### What the task asks:
State how many lines of the records contain the string "surface". Give only the number.

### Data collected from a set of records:
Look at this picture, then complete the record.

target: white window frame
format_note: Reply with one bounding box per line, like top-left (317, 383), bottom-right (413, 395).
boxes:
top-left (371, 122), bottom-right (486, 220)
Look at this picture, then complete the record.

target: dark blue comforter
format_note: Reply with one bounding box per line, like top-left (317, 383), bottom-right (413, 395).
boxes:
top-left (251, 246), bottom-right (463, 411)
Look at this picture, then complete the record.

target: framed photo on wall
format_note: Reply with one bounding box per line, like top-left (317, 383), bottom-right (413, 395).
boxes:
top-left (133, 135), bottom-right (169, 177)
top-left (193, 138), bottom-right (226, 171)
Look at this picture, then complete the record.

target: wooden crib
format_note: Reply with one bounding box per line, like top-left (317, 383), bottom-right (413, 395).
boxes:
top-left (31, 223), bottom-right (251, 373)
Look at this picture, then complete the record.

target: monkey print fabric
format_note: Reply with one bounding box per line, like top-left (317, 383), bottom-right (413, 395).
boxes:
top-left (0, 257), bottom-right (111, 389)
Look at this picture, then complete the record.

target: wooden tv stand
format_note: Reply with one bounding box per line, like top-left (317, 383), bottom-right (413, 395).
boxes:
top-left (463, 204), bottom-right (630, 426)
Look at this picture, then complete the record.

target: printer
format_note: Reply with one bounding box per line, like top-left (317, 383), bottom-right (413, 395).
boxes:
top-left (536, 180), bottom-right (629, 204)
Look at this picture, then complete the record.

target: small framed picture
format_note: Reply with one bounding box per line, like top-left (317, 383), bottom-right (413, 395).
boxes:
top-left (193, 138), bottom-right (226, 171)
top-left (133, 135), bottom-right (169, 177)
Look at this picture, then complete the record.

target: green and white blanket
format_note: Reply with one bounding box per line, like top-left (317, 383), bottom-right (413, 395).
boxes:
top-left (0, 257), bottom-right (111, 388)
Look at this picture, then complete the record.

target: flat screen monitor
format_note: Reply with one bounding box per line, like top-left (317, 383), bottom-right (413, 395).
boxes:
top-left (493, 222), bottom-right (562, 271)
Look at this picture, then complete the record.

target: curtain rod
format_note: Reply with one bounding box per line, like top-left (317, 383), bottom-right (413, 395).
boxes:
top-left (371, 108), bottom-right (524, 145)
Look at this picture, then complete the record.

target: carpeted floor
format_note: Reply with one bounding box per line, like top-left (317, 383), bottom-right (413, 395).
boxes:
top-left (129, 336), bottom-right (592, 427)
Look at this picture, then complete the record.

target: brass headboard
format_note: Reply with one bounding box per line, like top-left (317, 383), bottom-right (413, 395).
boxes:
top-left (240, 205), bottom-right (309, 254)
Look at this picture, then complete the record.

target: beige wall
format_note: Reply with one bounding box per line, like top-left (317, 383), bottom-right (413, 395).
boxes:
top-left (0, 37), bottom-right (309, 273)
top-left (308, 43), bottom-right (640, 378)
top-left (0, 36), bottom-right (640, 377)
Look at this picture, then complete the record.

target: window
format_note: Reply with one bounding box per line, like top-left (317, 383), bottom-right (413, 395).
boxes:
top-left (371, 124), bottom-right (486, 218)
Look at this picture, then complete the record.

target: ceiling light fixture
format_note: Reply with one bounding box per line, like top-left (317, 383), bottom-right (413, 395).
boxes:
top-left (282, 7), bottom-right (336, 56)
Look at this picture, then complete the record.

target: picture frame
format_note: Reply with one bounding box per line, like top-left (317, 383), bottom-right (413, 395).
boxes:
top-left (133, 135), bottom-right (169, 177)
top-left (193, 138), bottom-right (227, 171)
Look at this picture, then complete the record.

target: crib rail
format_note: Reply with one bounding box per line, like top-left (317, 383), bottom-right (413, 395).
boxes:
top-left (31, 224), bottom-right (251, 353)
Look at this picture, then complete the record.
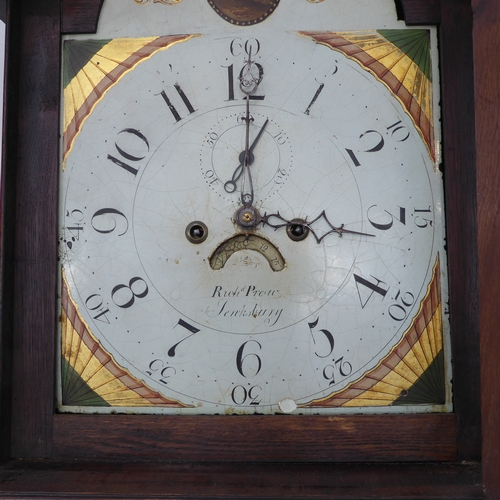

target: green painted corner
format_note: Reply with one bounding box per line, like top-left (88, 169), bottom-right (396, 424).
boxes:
top-left (63, 39), bottom-right (111, 88)
top-left (378, 30), bottom-right (432, 82)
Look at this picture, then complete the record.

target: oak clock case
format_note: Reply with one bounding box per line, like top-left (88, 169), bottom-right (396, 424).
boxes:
top-left (59, 0), bottom-right (450, 414)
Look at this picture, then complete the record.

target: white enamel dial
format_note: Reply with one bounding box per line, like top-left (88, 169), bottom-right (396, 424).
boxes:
top-left (61, 31), bottom-right (443, 413)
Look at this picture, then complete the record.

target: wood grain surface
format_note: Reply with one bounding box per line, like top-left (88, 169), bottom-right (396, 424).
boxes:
top-left (54, 414), bottom-right (457, 462)
top-left (0, 461), bottom-right (482, 500)
top-left (472, 0), bottom-right (500, 500)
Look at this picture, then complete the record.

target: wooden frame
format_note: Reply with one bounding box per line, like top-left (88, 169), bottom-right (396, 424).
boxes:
top-left (0, 0), bottom-right (500, 499)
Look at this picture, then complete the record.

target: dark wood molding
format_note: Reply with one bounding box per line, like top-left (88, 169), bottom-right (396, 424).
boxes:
top-left (472, 0), bottom-right (500, 500)
top-left (439, 0), bottom-right (481, 460)
top-left (54, 414), bottom-right (457, 462)
top-left (0, 461), bottom-right (483, 500)
top-left (61, 0), bottom-right (104, 35)
top-left (7, 0), bottom-right (60, 457)
top-left (396, 0), bottom-right (441, 26)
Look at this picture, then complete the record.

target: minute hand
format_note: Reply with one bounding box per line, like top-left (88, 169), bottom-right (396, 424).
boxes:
top-left (224, 118), bottom-right (269, 193)
top-left (262, 210), bottom-right (375, 243)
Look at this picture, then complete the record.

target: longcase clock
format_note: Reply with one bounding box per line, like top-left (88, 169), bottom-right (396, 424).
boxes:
top-left (0, 0), bottom-right (490, 498)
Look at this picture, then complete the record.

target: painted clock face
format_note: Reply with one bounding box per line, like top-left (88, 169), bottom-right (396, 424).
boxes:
top-left (61, 10), bottom-right (447, 414)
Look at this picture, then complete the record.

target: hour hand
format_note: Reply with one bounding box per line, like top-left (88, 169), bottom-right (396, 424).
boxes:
top-left (224, 118), bottom-right (269, 193)
top-left (261, 210), bottom-right (375, 244)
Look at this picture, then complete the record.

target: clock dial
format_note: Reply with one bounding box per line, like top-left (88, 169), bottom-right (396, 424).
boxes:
top-left (61, 26), bottom-right (447, 413)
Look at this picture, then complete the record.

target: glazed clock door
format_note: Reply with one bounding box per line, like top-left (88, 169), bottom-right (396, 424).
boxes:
top-left (58, 0), bottom-right (452, 415)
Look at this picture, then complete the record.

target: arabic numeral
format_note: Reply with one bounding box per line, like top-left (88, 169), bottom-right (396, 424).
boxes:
top-left (111, 276), bottom-right (149, 309)
top-left (85, 293), bottom-right (110, 325)
top-left (346, 120), bottom-right (410, 167)
top-left (231, 385), bottom-right (262, 406)
top-left (236, 340), bottom-right (262, 378)
top-left (108, 128), bottom-right (149, 178)
top-left (323, 356), bottom-right (352, 386)
top-left (387, 291), bottom-right (415, 321)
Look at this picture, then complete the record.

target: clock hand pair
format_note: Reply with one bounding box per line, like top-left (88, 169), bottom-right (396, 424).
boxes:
top-left (224, 118), bottom-right (269, 193)
top-left (260, 210), bottom-right (375, 243)
top-left (240, 47), bottom-right (263, 208)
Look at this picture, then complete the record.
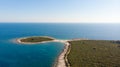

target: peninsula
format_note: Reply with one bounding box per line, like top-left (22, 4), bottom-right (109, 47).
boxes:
top-left (17, 36), bottom-right (120, 67)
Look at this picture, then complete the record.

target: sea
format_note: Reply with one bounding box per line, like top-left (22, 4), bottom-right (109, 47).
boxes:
top-left (0, 22), bottom-right (120, 67)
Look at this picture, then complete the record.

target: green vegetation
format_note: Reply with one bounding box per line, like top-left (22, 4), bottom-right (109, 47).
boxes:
top-left (21, 37), bottom-right (53, 43)
top-left (68, 40), bottom-right (120, 67)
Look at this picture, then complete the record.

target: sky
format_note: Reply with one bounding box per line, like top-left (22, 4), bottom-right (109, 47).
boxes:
top-left (0, 0), bottom-right (120, 22)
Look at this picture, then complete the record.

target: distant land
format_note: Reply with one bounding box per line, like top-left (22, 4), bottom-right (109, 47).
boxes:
top-left (17, 36), bottom-right (120, 67)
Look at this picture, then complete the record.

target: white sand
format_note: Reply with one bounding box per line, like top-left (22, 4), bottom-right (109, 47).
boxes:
top-left (17, 38), bottom-right (70, 67)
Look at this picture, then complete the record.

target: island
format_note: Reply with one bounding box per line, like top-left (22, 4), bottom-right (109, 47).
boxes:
top-left (17, 36), bottom-right (55, 44)
top-left (17, 36), bottom-right (120, 67)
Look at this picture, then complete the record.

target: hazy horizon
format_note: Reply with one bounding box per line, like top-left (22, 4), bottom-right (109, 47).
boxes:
top-left (0, 0), bottom-right (120, 23)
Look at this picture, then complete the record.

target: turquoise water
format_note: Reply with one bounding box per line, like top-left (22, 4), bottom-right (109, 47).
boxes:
top-left (0, 23), bottom-right (120, 67)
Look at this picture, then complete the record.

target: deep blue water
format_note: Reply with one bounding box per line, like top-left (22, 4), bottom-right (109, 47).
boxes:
top-left (0, 23), bottom-right (120, 67)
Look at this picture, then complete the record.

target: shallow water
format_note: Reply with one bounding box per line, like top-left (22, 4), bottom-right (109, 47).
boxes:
top-left (0, 23), bottom-right (120, 67)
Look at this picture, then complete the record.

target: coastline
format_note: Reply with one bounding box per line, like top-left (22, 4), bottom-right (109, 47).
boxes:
top-left (54, 41), bottom-right (70, 67)
top-left (16, 36), bottom-right (70, 67)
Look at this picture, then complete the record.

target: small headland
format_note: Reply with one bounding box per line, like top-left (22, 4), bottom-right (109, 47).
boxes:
top-left (17, 36), bottom-right (56, 44)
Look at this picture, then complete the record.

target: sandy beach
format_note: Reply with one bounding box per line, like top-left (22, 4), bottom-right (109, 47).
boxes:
top-left (16, 38), bottom-right (70, 67)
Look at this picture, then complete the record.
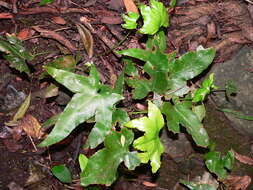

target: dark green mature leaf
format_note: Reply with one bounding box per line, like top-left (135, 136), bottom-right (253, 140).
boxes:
top-left (119, 37), bottom-right (175, 99)
top-left (112, 108), bottom-right (130, 125)
top-left (125, 102), bottom-right (164, 173)
top-left (127, 78), bottom-right (151, 99)
top-left (225, 80), bottom-right (237, 97)
top-left (205, 151), bottom-right (235, 180)
top-left (169, 48), bottom-right (215, 96)
top-left (180, 180), bottom-right (217, 190)
top-left (139, 0), bottom-right (169, 35)
top-left (51, 165), bottom-right (72, 183)
top-left (112, 71), bottom-right (125, 95)
top-left (162, 102), bottom-right (209, 147)
top-left (220, 108), bottom-right (253, 121)
top-left (121, 12), bottom-right (140, 29)
top-left (39, 0), bottom-right (54, 6)
top-left (125, 61), bottom-right (138, 77)
top-left (81, 128), bottom-right (140, 186)
top-left (39, 66), bottom-right (122, 148)
top-left (0, 35), bottom-right (34, 74)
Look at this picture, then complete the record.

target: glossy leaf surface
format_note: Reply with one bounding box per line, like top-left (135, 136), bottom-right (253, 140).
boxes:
top-left (51, 165), bottom-right (72, 183)
top-left (162, 102), bottom-right (209, 147)
top-left (192, 73), bottom-right (217, 102)
top-left (122, 12), bottom-right (140, 29)
top-left (80, 128), bottom-right (140, 186)
top-left (139, 0), bottom-right (169, 35)
top-left (169, 48), bottom-right (215, 96)
top-left (205, 151), bottom-right (235, 180)
top-left (39, 66), bottom-right (122, 148)
top-left (125, 102), bottom-right (164, 173)
top-left (0, 35), bottom-right (34, 74)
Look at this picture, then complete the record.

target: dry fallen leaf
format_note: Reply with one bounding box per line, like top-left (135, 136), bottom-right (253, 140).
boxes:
top-left (52, 16), bottom-right (67, 25)
top-left (224, 175), bottom-right (251, 190)
top-left (76, 24), bottom-right (94, 58)
top-left (19, 115), bottom-right (43, 139)
top-left (0, 13), bottom-right (13, 19)
top-left (17, 28), bottom-right (35, 40)
top-left (233, 151), bottom-right (253, 166)
top-left (123, 0), bottom-right (139, 13)
top-left (142, 181), bottom-right (157, 187)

### Exercise answer:
2